THE EXERCISE: Copy the material below word for word, keeping every line the same.

INPUT MATERIAL:
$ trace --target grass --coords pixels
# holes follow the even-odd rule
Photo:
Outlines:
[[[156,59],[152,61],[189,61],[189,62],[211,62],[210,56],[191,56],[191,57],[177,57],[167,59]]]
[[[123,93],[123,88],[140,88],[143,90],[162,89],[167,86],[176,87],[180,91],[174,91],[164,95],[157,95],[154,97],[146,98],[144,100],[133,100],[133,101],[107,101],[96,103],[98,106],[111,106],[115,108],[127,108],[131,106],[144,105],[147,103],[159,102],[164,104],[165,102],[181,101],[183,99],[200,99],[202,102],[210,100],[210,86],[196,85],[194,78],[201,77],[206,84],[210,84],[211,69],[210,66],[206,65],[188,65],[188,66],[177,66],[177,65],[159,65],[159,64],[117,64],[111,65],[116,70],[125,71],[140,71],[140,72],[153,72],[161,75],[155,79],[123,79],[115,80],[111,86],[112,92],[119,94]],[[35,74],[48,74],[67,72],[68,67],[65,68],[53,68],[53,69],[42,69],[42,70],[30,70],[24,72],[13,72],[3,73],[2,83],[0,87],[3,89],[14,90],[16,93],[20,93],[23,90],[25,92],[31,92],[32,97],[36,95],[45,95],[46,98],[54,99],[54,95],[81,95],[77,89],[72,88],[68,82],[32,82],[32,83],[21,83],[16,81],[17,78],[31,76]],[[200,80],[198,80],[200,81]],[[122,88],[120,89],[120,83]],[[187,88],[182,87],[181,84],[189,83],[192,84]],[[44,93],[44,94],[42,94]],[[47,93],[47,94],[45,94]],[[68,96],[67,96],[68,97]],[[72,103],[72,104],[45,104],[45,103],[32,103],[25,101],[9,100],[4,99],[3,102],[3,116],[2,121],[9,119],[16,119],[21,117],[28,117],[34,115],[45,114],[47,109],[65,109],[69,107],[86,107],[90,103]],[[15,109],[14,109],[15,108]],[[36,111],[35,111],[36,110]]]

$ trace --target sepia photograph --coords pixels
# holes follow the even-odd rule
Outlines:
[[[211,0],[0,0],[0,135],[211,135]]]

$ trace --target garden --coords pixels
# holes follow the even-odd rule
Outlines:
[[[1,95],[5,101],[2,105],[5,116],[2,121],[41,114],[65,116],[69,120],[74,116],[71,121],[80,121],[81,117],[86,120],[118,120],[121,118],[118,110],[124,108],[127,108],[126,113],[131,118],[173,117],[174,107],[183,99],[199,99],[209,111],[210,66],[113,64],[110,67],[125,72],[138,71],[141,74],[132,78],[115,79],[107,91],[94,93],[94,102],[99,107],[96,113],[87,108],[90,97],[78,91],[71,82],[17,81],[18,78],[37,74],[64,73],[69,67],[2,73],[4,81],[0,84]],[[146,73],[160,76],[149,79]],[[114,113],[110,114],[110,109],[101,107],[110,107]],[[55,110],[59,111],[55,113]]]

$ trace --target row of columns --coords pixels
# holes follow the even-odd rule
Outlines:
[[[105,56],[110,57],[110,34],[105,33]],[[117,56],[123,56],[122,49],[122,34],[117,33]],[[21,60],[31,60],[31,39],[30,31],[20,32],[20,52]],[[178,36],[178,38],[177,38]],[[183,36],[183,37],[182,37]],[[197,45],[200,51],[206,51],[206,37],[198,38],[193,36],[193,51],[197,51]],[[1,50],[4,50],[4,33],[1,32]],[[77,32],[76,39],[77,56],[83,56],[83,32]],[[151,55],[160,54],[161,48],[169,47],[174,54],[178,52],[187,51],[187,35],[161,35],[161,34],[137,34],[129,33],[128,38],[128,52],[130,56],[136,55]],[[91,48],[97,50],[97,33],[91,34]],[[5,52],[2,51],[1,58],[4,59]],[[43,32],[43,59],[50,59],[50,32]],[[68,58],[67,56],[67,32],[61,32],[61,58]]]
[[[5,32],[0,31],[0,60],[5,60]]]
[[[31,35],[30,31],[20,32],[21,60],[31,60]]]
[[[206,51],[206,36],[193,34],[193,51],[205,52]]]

FULL OUTPUT:
$ trace --target grass --coords pixels
# holes follow the even-odd rule
Photo:
Outlines:
[[[156,59],[152,61],[189,61],[189,62],[211,62],[210,56],[191,56],[191,57],[177,57],[167,59]]]
[[[123,93],[123,88],[140,88],[143,90],[162,89],[167,86],[176,87],[180,91],[174,91],[164,95],[157,95],[154,97],[146,98],[144,100],[133,100],[133,101],[107,101],[96,103],[98,106],[111,106],[115,108],[127,108],[131,106],[144,105],[147,103],[159,102],[164,104],[165,102],[181,101],[183,99],[200,99],[202,102],[210,100],[210,86],[196,85],[194,78],[201,77],[206,84],[210,84],[211,69],[210,66],[206,65],[188,65],[188,66],[177,66],[177,65],[159,65],[159,64],[117,64],[111,65],[116,70],[125,71],[140,71],[140,72],[153,72],[161,75],[155,79],[123,79],[115,80],[111,86],[112,92],[119,94]],[[35,74],[48,74],[67,72],[68,67],[65,68],[53,68],[53,69],[42,69],[42,70],[30,70],[24,72],[13,72],[3,73],[2,83],[0,87],[3,89],[14,90],[16,93],[20,93],[23,90],[25,92],[31,92],[32,97],[36,95],[45,95],[46,98],[54,99],[54,95],[81,95],[77,89],[72,88],[68,82],[32,82],[32,83],[21,83],[16,81],[17,78],[31,76]],[[200,80],[198,80],[200,81]],[[122,88],[120,89],[120,83]],[[187,88],[182,87],[181,84],[189,83],[192,84]],[[44,93],[44,94],[42,94]],[[47,93],[47,94],[45,94]],[[68,96],[67,96],[68,97]],[[72,103],[72,104],[45,104],[45,103],[32,103],[25,101],[9,100],[4,99],[3,102],[3,116],[2,121],[9,119],[16,119],[21,117],[28,117],[34,115],[45,114],[47,109],[65,109],[69,107],[86,107],[90,103]],[[15,109],[14,109],[15,108]],[[36,111],[35,111],[36,110]]]

$ trace --target sepia photograph --coords pixels
# holes follow the even-odd rule
Outlines:
[[[211,0],[0,0],[0,135],[211,135]]]

$ trace --target garden --coords pixels
# holes follow the even-odd rule
Outlines:
[[[1,95],[5,101],[2,105],[5,116],[2,121],[41,114],[65,116],[69,120],[74,116],[71,121],[80,121],[81,117],[86,120],[118,120],[121,118],[118,110],[124,108],[127,108],[126,113],[131,118],[173,117],[174,107],[183,99],[199,99],[209,111],[210,66],[113,64],[110,67],[125,72],[138,71],[141,74],[132,78],[115,79],[107,91],[94,93],[94,102],[99,107],[96,113],[87,108],[90,97],[78,91],[71,82],[17,81],[18,78],[37,74],[64,73],[69,67],[2,73],[4,81],[0,84]],[[146,73],[160,76],[149,79]],[[114,113],[110,114],[110,109],[101,107],[110,107]],[[55,110],[59,111],[55,113]]]

$ trace --target row of columns --coords pixels
# holes follow the even-odd rule
Outlines:
[[[105,56],[110,57],[110,34],[105,33]],[[117,56],[123,56],[122,49],[122,34],[117,33]],[[21,60],[31,60],[31,39],[30,31],[20,32],[20,52]],[[178,36],[178,38],[177,38]],[[183,36],[183,37],[182,37]],[[197,45],[200,51],[206,51],[206,37],[198,38],[193,36],[193,51],[197,51]],[[1,50],[4,50],[4,33],[1,32]],[[77,32],[76,39],[77,56],[83,56],[83,32]],[[151,55],[160,54],[161,48],[169,47],[174,54],[178,52],[187,51],[187,35],[161,35],[161,34],[137,34],[129,33],[128,38],[128,52],[130,56],[136,55]],[[91,48],[97,50],[97,33],[91,34]],[[5,52],[2,51],[1,58],[4,59]],[[43,32],[43,59],[50,59],[50,32]],[[68,58],[67,56],[67,32],[61,32],[61,58]]]
[[[5,32],[0,31],[0,60],[5,60]]]
[[[31,35],[30,31],[20,32],[21,60],[31,60]]]
[[[206,51],[206,36],[193,34],[193,51],[205,52]]]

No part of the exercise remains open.